Stored records:
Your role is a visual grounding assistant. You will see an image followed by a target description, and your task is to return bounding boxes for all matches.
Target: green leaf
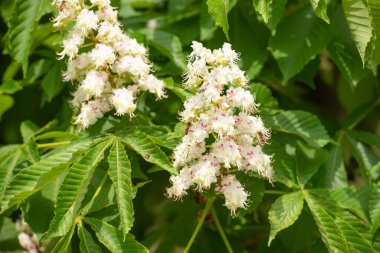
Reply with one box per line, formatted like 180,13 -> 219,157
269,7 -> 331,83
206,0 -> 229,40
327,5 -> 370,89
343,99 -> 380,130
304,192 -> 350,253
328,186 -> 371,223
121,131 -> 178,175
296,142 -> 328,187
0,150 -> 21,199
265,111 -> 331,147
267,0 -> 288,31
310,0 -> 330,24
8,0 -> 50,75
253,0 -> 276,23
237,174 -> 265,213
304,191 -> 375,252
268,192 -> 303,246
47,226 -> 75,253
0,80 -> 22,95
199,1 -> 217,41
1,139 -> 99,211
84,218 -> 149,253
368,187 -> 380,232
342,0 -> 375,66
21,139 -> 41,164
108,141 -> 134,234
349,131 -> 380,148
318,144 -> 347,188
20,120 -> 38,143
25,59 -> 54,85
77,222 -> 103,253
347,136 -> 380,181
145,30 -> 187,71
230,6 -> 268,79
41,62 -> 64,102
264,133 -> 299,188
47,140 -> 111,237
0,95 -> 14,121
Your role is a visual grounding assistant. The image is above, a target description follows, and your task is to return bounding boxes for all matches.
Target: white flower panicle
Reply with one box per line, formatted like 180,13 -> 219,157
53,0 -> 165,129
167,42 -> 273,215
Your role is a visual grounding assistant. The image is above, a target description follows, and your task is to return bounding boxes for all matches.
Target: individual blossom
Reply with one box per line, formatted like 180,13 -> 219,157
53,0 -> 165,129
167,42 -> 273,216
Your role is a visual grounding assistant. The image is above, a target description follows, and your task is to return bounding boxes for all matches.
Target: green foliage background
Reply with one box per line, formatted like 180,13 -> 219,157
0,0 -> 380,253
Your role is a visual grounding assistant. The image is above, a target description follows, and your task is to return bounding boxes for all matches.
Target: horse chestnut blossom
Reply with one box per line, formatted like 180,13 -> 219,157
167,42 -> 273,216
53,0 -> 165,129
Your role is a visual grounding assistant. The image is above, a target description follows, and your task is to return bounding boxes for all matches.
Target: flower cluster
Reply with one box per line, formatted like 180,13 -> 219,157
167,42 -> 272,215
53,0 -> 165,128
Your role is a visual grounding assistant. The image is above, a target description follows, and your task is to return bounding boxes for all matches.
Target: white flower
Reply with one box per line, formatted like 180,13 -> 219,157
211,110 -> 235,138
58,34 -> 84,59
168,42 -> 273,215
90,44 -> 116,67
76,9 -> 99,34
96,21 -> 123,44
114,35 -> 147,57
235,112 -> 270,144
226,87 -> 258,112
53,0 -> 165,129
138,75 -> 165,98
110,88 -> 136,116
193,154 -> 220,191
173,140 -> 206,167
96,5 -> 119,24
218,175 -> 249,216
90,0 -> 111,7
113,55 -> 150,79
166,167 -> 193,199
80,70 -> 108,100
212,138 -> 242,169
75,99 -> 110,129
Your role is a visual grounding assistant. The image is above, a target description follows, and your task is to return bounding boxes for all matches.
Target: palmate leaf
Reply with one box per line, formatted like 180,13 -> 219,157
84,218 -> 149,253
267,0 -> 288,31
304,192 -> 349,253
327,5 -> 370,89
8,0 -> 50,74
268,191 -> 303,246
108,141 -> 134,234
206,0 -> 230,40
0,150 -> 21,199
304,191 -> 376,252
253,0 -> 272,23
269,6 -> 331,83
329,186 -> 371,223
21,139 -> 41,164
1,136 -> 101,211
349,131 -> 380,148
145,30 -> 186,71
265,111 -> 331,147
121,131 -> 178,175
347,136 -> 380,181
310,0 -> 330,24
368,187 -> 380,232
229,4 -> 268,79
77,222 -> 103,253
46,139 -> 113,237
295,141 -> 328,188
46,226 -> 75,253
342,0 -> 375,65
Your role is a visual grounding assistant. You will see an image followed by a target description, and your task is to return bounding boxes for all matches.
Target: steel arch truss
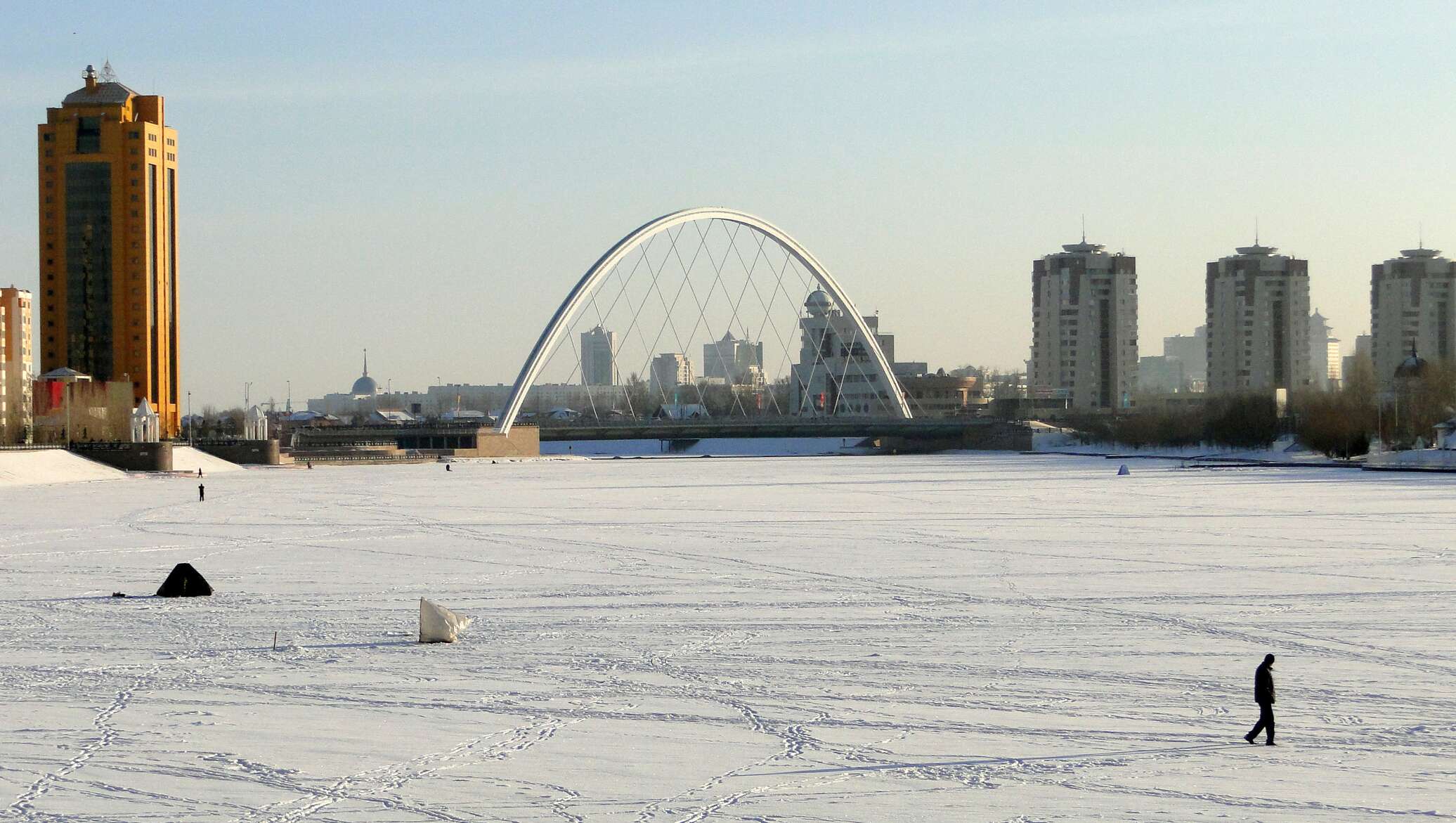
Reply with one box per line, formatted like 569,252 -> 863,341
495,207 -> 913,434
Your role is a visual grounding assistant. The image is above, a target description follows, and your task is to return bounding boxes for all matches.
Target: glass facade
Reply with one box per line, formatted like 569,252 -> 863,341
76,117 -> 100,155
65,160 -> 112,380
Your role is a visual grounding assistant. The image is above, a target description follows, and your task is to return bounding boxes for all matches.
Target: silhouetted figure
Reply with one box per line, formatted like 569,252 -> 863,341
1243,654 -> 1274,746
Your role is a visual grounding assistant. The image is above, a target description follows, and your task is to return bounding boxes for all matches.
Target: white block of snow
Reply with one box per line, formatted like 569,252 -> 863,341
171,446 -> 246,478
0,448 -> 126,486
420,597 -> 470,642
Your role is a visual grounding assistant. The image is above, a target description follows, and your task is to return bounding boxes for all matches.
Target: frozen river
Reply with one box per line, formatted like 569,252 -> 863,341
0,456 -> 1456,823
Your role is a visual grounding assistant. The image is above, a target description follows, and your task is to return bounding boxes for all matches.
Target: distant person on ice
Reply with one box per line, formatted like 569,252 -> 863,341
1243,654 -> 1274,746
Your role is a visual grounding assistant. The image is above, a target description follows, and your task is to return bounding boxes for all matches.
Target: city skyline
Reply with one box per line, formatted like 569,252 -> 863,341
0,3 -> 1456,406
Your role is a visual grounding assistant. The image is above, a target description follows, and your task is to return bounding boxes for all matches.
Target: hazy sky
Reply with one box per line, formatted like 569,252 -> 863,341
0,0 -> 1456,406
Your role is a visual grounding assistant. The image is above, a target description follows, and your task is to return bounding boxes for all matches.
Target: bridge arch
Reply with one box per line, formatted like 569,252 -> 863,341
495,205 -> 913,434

--

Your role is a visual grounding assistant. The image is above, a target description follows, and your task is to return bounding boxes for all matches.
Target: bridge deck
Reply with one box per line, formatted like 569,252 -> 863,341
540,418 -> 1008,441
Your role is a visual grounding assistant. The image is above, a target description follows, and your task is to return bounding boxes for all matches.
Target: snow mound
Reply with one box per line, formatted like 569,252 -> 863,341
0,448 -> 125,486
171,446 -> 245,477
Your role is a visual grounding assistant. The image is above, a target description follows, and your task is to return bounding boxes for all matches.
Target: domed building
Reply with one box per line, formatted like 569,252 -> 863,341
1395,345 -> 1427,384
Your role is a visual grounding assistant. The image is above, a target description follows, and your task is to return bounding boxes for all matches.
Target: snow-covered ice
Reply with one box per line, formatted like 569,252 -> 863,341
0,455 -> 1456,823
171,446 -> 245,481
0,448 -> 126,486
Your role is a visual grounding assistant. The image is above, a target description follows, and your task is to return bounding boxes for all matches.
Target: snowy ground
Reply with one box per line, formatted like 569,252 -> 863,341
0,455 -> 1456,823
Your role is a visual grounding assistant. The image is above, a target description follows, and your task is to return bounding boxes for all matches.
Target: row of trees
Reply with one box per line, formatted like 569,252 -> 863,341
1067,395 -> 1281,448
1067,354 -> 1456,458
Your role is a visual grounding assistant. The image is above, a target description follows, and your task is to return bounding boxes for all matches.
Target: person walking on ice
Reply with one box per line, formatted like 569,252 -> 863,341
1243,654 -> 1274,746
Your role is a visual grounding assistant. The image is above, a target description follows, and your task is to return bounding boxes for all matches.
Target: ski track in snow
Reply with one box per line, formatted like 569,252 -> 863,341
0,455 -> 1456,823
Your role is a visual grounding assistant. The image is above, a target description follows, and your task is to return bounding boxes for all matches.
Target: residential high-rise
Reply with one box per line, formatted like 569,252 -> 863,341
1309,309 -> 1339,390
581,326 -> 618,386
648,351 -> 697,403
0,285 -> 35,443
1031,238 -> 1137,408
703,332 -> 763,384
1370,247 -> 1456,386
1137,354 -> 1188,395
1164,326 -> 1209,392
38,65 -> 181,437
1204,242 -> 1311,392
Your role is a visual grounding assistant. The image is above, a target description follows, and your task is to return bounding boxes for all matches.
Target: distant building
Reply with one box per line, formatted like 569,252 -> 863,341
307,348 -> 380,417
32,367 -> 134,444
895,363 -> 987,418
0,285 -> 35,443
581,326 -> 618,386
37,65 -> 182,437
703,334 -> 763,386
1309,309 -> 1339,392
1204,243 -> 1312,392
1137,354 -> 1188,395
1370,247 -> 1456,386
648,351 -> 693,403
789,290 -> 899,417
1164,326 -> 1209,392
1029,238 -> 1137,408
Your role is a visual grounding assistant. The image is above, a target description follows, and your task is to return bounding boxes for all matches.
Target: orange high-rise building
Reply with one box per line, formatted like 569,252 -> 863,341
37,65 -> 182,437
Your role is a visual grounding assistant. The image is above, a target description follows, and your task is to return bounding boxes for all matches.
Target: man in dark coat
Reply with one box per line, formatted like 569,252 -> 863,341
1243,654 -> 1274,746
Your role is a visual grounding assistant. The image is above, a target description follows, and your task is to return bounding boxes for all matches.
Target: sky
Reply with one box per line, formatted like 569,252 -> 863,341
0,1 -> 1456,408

What is being asked: From the two blocks of lines above, pull out and copy each line that has the word "leaf" in it.

Expected answer:
Target: green leaf
Target: palmate leaf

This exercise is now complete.